**Task prompt**
The number of lines below containing the word "positive" is all that should be returned.

[[ Task input, beginning ]]

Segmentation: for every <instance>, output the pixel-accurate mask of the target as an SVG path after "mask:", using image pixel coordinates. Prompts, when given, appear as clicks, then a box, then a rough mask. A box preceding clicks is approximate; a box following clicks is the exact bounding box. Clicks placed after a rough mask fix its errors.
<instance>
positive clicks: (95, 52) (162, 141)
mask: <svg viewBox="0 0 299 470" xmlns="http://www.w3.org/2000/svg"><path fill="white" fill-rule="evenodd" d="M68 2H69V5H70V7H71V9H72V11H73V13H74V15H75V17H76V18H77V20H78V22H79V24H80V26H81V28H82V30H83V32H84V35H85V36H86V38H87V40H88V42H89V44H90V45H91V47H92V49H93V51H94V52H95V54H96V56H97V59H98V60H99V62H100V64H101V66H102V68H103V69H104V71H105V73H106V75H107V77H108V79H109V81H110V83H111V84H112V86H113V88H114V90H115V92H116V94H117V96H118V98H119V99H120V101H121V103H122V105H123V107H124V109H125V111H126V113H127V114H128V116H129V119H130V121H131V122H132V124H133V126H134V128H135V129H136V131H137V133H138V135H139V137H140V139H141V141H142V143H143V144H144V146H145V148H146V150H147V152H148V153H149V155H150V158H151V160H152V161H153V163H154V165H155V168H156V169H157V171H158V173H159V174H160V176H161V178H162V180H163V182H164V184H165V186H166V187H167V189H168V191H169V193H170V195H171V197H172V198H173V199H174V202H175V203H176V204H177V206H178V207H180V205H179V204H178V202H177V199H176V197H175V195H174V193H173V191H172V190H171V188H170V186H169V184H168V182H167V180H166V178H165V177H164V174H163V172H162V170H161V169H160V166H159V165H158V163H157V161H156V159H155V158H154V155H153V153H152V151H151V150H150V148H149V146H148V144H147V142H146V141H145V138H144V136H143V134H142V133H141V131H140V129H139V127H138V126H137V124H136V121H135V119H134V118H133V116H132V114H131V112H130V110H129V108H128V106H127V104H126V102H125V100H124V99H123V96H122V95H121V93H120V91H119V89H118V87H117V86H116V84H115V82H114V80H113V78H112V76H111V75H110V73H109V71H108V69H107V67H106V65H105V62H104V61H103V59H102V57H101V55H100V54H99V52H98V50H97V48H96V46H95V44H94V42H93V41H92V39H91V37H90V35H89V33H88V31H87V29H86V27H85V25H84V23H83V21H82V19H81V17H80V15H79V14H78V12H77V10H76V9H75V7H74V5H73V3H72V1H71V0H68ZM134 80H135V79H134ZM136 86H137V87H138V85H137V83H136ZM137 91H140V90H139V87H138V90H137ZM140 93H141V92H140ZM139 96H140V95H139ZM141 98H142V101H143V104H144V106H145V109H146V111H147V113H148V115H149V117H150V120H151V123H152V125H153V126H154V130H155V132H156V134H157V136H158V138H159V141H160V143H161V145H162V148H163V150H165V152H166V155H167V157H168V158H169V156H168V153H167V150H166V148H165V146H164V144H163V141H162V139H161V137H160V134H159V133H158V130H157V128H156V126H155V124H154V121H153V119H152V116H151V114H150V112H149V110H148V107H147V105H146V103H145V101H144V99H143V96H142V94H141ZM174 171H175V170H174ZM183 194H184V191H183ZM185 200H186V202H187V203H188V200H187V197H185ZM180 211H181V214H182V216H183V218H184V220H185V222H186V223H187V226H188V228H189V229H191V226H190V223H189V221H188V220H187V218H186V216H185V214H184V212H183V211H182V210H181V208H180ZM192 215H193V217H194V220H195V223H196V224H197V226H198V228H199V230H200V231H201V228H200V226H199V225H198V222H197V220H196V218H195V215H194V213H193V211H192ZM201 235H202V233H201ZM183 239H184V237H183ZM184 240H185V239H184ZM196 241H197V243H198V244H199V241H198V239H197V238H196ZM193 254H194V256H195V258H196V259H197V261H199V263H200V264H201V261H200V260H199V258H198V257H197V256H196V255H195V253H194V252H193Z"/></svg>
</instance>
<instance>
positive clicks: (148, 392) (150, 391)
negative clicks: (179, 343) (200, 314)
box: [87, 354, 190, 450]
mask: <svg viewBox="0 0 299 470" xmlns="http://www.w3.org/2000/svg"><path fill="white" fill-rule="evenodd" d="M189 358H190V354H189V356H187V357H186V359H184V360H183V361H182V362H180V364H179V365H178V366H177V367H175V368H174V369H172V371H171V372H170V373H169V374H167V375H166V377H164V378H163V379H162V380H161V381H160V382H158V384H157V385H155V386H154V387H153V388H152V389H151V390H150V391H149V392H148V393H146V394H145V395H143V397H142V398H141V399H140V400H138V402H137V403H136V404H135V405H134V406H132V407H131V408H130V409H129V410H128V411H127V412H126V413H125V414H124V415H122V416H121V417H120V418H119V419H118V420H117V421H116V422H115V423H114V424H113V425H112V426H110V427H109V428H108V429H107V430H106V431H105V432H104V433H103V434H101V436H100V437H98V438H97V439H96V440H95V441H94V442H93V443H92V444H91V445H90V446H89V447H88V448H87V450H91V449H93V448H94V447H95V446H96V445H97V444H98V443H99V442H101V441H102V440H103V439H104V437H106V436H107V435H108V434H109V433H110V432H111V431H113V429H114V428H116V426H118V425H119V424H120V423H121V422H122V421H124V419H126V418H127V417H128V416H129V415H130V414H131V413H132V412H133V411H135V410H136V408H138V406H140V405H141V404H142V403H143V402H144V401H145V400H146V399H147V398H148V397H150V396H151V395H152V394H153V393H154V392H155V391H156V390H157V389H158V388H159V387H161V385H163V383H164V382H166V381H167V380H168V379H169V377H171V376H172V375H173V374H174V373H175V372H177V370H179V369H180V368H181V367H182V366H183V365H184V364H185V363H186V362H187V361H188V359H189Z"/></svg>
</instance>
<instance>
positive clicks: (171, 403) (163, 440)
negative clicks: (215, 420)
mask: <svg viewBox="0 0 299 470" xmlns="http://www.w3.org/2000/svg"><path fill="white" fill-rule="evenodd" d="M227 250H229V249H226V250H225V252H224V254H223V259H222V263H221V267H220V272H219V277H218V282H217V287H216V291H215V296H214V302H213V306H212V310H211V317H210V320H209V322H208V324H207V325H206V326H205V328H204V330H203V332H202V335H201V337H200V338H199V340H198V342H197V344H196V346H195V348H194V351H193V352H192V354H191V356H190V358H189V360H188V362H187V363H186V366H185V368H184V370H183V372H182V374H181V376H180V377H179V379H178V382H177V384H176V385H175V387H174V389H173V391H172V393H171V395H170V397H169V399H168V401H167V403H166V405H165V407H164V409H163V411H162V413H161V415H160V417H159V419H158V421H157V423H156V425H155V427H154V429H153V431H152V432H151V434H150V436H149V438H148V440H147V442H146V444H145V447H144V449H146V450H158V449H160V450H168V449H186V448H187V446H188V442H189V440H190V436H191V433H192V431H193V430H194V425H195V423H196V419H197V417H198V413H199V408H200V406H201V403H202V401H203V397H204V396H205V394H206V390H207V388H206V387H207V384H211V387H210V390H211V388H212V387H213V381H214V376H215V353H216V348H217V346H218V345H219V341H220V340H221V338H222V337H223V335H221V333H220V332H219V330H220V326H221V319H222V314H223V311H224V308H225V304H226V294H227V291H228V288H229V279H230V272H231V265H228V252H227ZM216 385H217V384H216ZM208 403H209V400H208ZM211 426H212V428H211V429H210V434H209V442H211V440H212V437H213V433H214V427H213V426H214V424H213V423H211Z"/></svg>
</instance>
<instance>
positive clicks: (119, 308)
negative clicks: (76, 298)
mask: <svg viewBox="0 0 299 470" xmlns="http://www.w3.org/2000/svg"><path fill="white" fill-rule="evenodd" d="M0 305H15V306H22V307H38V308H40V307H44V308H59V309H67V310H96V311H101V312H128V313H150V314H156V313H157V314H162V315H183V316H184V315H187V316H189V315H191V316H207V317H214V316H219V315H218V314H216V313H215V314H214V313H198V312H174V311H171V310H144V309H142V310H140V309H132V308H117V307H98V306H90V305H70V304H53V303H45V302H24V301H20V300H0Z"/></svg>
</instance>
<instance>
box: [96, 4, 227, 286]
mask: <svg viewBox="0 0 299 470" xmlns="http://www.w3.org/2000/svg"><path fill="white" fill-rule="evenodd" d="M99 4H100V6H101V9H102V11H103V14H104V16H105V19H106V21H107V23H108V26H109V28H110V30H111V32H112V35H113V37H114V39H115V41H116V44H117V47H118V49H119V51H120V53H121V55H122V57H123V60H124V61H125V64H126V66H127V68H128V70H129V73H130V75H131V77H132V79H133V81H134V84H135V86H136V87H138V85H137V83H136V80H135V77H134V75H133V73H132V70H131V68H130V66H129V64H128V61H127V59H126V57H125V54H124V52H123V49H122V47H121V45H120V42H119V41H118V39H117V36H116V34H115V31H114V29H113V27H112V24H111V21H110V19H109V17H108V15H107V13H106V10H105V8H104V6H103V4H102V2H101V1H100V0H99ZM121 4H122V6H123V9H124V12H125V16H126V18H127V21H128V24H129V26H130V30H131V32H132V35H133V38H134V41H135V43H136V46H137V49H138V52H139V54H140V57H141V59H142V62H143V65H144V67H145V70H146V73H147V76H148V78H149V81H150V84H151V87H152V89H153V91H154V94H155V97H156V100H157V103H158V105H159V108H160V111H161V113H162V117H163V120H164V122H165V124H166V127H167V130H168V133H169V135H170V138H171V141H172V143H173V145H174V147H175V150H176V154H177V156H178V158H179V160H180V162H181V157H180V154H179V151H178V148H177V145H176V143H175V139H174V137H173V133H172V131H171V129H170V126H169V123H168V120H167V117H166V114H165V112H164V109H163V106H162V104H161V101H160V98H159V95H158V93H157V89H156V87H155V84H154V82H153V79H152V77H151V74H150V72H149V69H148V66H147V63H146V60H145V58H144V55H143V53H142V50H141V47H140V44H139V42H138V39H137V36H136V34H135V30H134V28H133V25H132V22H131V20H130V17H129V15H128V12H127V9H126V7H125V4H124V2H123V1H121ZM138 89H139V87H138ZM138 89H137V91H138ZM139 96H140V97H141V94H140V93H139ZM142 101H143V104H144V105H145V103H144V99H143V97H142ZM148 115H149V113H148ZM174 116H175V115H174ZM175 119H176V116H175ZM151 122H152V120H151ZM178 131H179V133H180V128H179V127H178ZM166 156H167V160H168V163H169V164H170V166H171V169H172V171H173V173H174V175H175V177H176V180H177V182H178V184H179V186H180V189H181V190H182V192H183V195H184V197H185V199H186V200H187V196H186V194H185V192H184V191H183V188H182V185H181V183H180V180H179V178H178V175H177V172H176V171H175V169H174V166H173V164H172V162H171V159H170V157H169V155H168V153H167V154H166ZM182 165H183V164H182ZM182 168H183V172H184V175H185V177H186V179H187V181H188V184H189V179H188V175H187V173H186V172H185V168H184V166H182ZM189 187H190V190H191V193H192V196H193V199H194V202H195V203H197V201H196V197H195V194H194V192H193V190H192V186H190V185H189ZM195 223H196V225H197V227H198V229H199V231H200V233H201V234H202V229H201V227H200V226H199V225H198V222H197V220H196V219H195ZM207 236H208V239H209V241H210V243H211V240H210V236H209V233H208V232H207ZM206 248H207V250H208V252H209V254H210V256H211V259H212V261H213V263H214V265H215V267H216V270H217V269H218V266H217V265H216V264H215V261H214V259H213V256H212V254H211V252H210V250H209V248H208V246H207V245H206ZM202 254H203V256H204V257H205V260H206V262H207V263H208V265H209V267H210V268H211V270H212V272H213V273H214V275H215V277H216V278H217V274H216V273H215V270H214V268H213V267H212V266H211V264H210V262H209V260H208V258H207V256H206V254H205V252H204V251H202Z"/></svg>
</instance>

[[ Task input, end ]]

**Problem solution**
4